* DATA FOR PROCESSING
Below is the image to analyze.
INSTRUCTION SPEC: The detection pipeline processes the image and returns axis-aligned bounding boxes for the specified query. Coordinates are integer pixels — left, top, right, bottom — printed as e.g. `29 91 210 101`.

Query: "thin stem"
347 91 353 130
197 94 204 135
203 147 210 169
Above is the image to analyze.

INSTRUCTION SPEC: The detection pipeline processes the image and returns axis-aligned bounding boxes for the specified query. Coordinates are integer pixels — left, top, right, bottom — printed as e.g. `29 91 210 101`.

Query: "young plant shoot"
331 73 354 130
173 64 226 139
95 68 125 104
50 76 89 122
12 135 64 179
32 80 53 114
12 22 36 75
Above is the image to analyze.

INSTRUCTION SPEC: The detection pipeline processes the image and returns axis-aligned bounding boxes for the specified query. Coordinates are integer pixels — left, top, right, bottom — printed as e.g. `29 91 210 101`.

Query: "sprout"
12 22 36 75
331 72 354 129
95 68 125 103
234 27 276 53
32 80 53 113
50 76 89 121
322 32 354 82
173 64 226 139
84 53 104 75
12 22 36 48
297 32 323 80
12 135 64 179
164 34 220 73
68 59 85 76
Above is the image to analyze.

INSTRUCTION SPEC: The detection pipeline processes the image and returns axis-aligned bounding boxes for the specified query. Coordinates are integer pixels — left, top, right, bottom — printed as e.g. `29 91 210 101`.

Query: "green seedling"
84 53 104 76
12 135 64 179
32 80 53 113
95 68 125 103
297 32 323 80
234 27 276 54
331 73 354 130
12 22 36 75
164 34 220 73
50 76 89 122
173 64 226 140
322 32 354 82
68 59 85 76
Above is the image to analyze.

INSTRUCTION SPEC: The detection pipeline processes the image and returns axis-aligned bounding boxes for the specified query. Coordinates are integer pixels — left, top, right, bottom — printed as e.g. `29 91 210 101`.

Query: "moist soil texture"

* STATED TASK
Convert everything from the start of the items down to and including the line that contains "203 147 210 169" into a numbered list, leaving out any blank lines.

* WORKED SOLUTION
1. Below is the image to analyze.
2. INSTRUCTION SPEC: The detection pipeline processes the image and returns axis-aligned bounding boxes for the specified query. Coordinates are integer pixels — left, top, right, bottom — printed as e.g. `29 91 210 101`.
3. Query: "thin stem"
4. 347 91 353 130
5. 197 94 204 135
6. 203 147 210 169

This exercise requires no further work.